## Start Given records

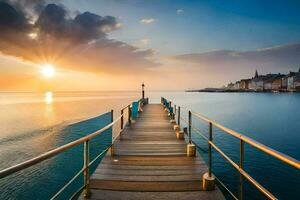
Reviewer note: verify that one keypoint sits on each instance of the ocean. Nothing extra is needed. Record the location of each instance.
(33, 123)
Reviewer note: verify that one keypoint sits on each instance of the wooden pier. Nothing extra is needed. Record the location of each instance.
(149, 162)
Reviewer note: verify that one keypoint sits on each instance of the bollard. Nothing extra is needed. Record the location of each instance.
(191, 150)
(208, 182)
(180, 135)
(176, 127)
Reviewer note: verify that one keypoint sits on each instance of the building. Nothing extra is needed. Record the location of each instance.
(257, 84)
(284, 83)
(244, 84)
(274, 82)
(230, 86)
(237, 85)
(297, 83)
(292, 80)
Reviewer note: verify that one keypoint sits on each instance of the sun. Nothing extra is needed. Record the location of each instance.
(48, 70)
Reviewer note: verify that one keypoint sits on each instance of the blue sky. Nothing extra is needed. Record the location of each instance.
(207, 43)
(203, 25)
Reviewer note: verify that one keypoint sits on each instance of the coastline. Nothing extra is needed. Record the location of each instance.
(224, 90)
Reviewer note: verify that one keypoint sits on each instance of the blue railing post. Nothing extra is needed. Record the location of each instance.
(178, 116)
(209, 150)
(86, 174)
(241, 167)
(112, 133)
(190, 127)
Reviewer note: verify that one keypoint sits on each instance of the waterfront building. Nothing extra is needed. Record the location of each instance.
(257, 84)
(244, 84)
(237, 85)
(274, 82)
(230, 86)
(284, 80)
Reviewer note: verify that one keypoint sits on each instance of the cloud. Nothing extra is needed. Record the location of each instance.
(79, 43)
(179, 11)
(145, 41)
(279, 56)
(147, 21)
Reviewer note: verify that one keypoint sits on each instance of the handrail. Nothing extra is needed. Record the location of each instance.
(285, 158)
(51, 153)
(239, 167)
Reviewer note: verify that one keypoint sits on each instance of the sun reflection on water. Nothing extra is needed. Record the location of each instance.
(48, 98)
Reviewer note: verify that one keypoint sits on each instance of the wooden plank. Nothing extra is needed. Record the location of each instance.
(149, 160)
(146, 186)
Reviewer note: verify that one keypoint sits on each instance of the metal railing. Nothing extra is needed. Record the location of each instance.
(86, 155)
(243, 139)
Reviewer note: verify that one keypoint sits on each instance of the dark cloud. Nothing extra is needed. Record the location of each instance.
(11, 19)
(280, 58)
(57, 37)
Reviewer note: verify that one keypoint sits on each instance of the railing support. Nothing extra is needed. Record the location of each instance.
(112, 133)
(241, 189)
(178, 116)
(190, 127)
(129, 115)
(86, 173)
(209, 150)
(191, 148)
(208, 179)
(122, 119)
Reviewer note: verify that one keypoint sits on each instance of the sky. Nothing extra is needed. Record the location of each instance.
(168, 44)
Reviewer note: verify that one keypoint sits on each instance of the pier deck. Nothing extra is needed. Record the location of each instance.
(150, 163)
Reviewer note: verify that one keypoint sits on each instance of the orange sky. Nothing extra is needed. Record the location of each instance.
(86, 57)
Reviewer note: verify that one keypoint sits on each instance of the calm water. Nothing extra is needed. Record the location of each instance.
(32, 123)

## End Given records

What you will do =>
Convert the rows above into a numbered list, omitting blank lines and leaving the pictures out.

The response =>
1. Reviewer note: verify that one keypoint sits on each instance of the ocean. Nothing extra is needed. Record the location of each instance.
2. (33, 123)
3. Reviewer note: verify that one keypoint sits on each instance of the wooden pier. Nothing extra is needed. Record the location of each instance.
4. (149, 162)
5. Reviewer note: verify that one keypoint sits on each instance of the bollard. Nothing extra is needed. Record the location of each instance.
6. (191, 150)
7. (208, 182)
8. (180, 135)
9. (176, 127)
10. Reviewer note: verify that one keypoint sits on each instance of the building. Nothing extra is needed. Record the location of each instance.
11. (257, 84)
12. (284, 83)
13. (244, 84)
14. (274, 82)
15. (230, 86)
16. (237, 85)
17. (297, 83)
18. (292, 80)
19. Reviewer note: verify that one keypoint sits on each instance of the sun. Nothing extra is needed. Record the location of each instance.
20. (48, 70)
21. Reviewer note: verify that one keypoint sits on each instance of the blue sky. Nothing extra is needed. Record the location of each instance.
22. (207, 43)
23. (203, 25)
24. Reviewer note: verify that one keypoint sits on each instance of the coastline. Nothing extra is needed. Record the location of each instance.
25. (224, 90)
26. Reviewer note: verify that one keypoint sits on each instance of the blue railing post. Nothing extra is needed. Record the location of each instance.
27. (178, 116)
28. (209, 150)
29. (86, 174)
30. (241, 167)
31. (112, 133)
32. (190, 127)
33. Reviewer note: verify that one keypoint sits on each instance of the waterfront building. Nothing extra is needed. Record the location of each instance.
34. (257, 84)
35. (244, 84)
36. (237, 85)
37. (274, 82)
38. (230, 86)
39. (284, 80)
40. Reviewer note: verify that one keypoint sits on each instance of the cloud. Nothing extra is needed. Record the location of each instance.
41. (79, 43)
42. (179, 11)
43. (145, 41)
44. (279, 56)
45. (147, 21)
46. Reviewer note: verify that one keypoint sits on each instance of the handrail. Nothing extra is needed. Record the location of each instance.
47. (285, 158)
48. (51, 153)
49. (239, 167)
50. Reviewer note: verify that one keypoint sits on each instance of the sun reflection on water. Nothing extra is needed. Record the location of each instance.
51. (48, 98)
52. Reviewer note: verify that one keypoint sits on each instance of the wooden plank. Nothing extra is needed. Record the location of each instance.
53. (149, 160)
54. (146, 186)
55. Reviewer note: verify that one keypoint sits on each instance of the metal railing. Nothing extra is needed. Record the location of each instance.
56. (86, 155)
57. (243, 139)
58. Reviewer note: verify that one keypoint sits on each instance of the dark cloud. Nothing extra is needed. Record the location of each instance.
59. (11, 19)
60. (280, 58)
61. (57, 37)
62. Reviewer note: verify that one keypoint sits on each instance of the railing support. Nothing extra is needed. Record the location of each instance.
63. (112, 133)
64. (241, 189)
65. (178, 116)
66. (190, 127)
67. (129, 115)
68. (86, 173)
69. (209, 150)
70. (191, 148)
71. (208, 179)
72. (122, 119)
73. Reviewer note: verify that one keypoint sits on each instance of the sky. Nothing extra is needed. Record the location of each instance.
74. (168, 44)
75. Reviewer note: verify that one keypoint sits on each instance of the pier deck. Nothing extra is needed. Record the location of each instance.
76. (150, 163)
77. Reviewer note: verify that one keypoint sits on each instance of the orange sky. Nothing extra is needed. Record the location of each instance.
78. (86, 57)
79. Reviewer note: verify that one keypoint sits on each instance of the calm water. Nothing extra is needed. Record the location of each instance.
80. (32, 123)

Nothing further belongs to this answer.